** Tasks to complete **
• 1. Answer these questions using the defence announcement:
(a) Where and at what time did Indy Bernoster defend her dissertation?
(b) In which year and in which subject did she obtain her Master of Science degree?
(c) Which chapters make up Part II of the thesis, and what kind of traits do they investigate?
• 2. According to the defence announcement, why does the thesis take an interdisciplinary approach? Explain in one to three sentences.
• 3. From the defence announcement, extract the passage between "Indy Bernoster defended" and "dr. Niels Rietveld(ESE).", inclusive.

** Extracted text **

◆ ◆ ◆ ◆

PhD Defence: Indy Bernoster
In her dissertation ‘Essays at the Intersection of Psychology, Biology, and Entrepreneurship', Indy Bernoster contributes to the field of entrepreneurship by focusing on the psychology of the entrepreneur, using concepts like overconfidence, optimism, positive affect, and negative affect, as well as the biology of the entrepreneur, using concepts like behavior and electrophysiology.
Indy Bernoster defended her dissertation in the Senate Hall at Erasmus University Rotterdam on Thursday, December 20 at 13:30. Her supervisors were Prof. Roy Thurik(ESE), Prof. Ingmar Franken(ESSB) and Prof. Patrick Groenen(ESE). Other members of the Doctoral Committee are Prof. Kirsten Rohde(ESE), Prof. Jan van Strien(ESSB), Prof. Olivier Torrès(MBS, France), Prof. Alexander Kritikos(DIW Berlin), Prof. Ute Stephan(Aston Business School, UK) and dr. Niels Rietveld(ESE).
Indy Bernoster was born on the 16th of April 1992 in Vlaardingen, The Netherlands. In 2014, she obtained the degree of Master of Science (MSc) in Econometrics and Management Science cum laude at the Erasmus School of Economics, Erasmus University Rotterdam. Subsequently, in October 2014, she started as a PhD candidate at the Department of Applied Economics, Erasmus School of Economics, Erasmus University of Rotterdam as a member of the Erasmus University Rotterdam Institute for Biology and Economic Behavior (EURIBEB), under the supervision of professors A. Roy Thurik, Ingmar H. A. Franken, and Patrick J. F. Groenen. Indy’s research focuses on the intersection of psychology and entrepreneurship as well as that of electrophysiology and entrepreneurship. She presented her work at several international conferences, such as Entrepreneurship, Culture, Finance and Economic Development (ECFED), Health of Small Business Owners and Entrepreneurs, Entrepreneurship and Mental Health Workshop, Entrepreneurship Future (EF) Conference, and Interdisciplinary European Conference on Entrepreneurship Research (IECER). Her work is published in Small Business Economics and Sustainability. Currently, Indy is on the job market outside academia.
‘What makes an entrepreneur?’ is a fundamental question for economics, management, and psychology researchers. The present thesis addresses the definition of ‘the entrepreneur’ by investigating the roles of psychological (Part I: Chapters 2, 3, and 4) and biological (Part II: Chapters 5 and 6) traits in entrepreneurship. This interdisciplinary setting is a result of the limitations of the traditional ‘homo economicus’ perspective, where rational individuals are utility maximizing decision makers.
The present thesis contributes to the field of entrepreneurship by focusing on the psychology of the entrepreneur, using concepts like overconfidence, optimism, positive affect, and negative affect, as well as the biology of the entrepreneur, using concepts like behavior and electrophysiology. It also contributes to the field of psychology by examining why some psychological concepts are problematic in one person (patient) but beneficial in another (entrepreneur) as well as to the field of biology, especially electrophysiology, with null findings despite of analyzing large samples and while small samples report significant findings.
Of course, psychology and biology could play a role in many occupations. Thus, with the present thesis, entrepreneurship is not underlined, rather it is used as a proof of concept. Future research should not just further develop the understanding of the role of psychology and biology in entrepreneurship, but also investigate other manifestations of economic behavior and outcomes.

◆ ◆ ◆ ◆

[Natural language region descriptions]
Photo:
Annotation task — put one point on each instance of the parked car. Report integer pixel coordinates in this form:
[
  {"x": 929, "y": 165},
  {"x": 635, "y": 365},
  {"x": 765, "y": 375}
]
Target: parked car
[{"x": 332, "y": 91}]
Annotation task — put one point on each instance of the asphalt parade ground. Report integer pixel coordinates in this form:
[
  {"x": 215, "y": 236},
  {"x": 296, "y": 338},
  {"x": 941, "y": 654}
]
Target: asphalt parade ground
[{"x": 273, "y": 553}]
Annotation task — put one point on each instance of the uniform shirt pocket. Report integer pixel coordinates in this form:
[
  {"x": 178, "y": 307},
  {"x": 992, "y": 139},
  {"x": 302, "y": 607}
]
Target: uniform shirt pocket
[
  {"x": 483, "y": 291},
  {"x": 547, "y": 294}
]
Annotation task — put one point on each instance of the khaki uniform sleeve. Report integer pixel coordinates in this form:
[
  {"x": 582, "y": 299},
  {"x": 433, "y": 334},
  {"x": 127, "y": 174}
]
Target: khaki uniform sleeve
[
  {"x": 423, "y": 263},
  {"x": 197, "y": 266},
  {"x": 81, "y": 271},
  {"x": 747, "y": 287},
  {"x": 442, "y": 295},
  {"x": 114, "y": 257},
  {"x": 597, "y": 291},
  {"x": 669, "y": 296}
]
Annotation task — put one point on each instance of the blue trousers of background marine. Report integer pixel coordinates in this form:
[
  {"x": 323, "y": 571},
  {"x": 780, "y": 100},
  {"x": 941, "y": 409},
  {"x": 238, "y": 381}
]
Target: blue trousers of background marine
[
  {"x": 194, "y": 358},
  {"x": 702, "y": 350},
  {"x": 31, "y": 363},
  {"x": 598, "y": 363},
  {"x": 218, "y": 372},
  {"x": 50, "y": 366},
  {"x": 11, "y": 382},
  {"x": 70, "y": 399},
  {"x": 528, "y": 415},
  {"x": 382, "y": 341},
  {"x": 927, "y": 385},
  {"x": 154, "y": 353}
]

◆ ◆ ◆ ◆

** Numbered answers **
• 1.
(a) She defended it in the Senate Hall at Erasmus University Rotterdam on Thursday, December 20 at 13:30.
(b) She obtained it in 2014 in Econometrics and Management Science, cum laude.
(c) Part II consists of Chapters 5 and 6, and it investigates biological traits.

• 2. The interdisciplinary setting results from the limitations of the traditional "homo economicus" perspective. That perspective treats individuals as rational, utility-maximizing decision makers.

• 3.
Indy Bernoster defended her dissertation in the Senate Hall at Erasmus University Rotterdam on Thursday, December 20 at 13:30. Her supervisors were Prof. Roy Thurik(ESE), Prof. Ingmar Franken(ESSB) and Prof. Patrick Groenen(ESE). Other members of the Doctoral Committee are Prof. Kirsten Rohde(ESE), Prof. Jan van Strien(ESSB), Prof. Olivier Torrès(MBS, France), Prof. Alexander Kritikos(DIW Berlin), Prof. Ute Stephan(Aston Business School, UK) and dr. Niels Rietveld(ESE).